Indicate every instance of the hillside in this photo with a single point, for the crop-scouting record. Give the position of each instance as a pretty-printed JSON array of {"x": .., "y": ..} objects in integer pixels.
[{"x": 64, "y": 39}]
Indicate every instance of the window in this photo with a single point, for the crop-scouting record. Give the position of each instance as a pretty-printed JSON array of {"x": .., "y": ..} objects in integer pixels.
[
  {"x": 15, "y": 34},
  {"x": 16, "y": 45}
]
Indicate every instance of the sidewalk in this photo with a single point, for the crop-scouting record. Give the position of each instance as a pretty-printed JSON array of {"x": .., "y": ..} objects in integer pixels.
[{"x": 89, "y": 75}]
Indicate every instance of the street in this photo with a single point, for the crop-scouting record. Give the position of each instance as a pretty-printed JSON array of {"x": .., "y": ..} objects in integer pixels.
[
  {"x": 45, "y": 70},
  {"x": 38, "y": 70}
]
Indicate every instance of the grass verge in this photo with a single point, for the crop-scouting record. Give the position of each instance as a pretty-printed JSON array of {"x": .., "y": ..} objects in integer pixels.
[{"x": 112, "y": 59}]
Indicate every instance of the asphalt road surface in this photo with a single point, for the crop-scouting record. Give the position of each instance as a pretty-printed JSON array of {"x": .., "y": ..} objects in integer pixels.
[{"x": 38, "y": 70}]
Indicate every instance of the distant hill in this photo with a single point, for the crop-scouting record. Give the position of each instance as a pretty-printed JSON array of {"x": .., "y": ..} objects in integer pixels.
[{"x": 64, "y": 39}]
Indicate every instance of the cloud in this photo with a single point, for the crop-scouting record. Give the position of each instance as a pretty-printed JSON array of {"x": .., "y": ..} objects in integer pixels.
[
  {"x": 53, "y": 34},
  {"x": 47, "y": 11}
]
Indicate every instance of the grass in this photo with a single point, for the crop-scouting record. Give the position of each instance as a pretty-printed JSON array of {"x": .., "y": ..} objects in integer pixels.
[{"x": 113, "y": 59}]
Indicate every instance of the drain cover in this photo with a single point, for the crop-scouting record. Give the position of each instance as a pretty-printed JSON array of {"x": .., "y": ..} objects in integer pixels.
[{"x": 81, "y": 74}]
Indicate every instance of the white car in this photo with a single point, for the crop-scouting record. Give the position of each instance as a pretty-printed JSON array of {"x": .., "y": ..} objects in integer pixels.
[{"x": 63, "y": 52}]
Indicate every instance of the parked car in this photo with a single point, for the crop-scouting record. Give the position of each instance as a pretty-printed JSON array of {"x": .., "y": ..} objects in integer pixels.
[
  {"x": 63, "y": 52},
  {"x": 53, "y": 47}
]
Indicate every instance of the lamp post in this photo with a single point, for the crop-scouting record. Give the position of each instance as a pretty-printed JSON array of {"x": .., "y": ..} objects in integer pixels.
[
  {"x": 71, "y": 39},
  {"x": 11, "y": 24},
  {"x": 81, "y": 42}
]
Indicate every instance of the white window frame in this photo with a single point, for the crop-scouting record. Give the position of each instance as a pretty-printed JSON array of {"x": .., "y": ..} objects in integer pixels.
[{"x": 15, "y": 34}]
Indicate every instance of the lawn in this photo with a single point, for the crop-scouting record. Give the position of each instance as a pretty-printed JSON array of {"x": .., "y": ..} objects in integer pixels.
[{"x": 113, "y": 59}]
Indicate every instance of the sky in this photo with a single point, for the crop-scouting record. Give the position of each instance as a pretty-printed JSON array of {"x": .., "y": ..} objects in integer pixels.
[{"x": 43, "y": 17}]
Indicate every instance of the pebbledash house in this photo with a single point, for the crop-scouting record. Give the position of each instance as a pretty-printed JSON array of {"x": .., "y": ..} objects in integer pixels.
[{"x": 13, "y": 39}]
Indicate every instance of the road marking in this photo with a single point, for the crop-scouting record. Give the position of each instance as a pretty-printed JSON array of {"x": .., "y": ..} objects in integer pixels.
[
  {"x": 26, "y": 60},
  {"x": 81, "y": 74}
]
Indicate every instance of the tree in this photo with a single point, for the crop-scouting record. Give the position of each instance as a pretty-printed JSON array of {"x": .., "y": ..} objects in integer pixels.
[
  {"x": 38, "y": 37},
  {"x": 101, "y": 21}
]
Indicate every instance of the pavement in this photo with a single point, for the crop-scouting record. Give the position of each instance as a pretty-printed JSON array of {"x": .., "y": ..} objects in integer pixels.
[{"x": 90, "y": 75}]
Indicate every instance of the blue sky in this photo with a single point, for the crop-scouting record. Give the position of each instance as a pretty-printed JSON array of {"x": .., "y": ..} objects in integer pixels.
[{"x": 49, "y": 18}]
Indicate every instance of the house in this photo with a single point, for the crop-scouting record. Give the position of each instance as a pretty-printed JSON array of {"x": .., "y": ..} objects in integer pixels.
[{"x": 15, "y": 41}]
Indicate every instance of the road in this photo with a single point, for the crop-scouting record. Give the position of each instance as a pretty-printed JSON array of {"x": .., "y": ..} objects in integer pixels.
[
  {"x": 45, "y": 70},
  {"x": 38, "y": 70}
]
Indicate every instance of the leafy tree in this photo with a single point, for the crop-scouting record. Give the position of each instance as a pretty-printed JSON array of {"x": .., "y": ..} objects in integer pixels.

* * * * * * *

To do: Repeat exactly the lines above, starting with the line that contains "Indicate every instance of the blue" and ending with the last line, both included, and nothing else.

Written answer:
Indicate every instance of the blue sky in this photo with a single point, for the crop-scouting record. Give the position of each instance as a pretty-printed JSON array of {"x": .., "y": ..} objects in integer pixels.
[{"x": 49, "y": 18}]
Indicate every instance of the house in this photo with a single point, for the crop-scouting record. Give the position of each instance as a pretty-printed JSON array of {"x": .., "y": ..} objects in integer pixels.
[{"x": 15, "y": 41}]
Indicate every instance of the road in this photo with a single point, for the crop-scouting record. Give the position of each instance as a pretty-printed JSON array of {"x": .., "y": ..} objects in integer pixels.
[
  {"x": 45, "y": 70},
  {"x": 38, "y": 70}
]
Indicate every instance of the leafy tree in this photo with a single point, for the crop-scouting record. Give the position of each instance as a pretty-printed JSON array of {"x": .., "y": ..} objects in integer pixels.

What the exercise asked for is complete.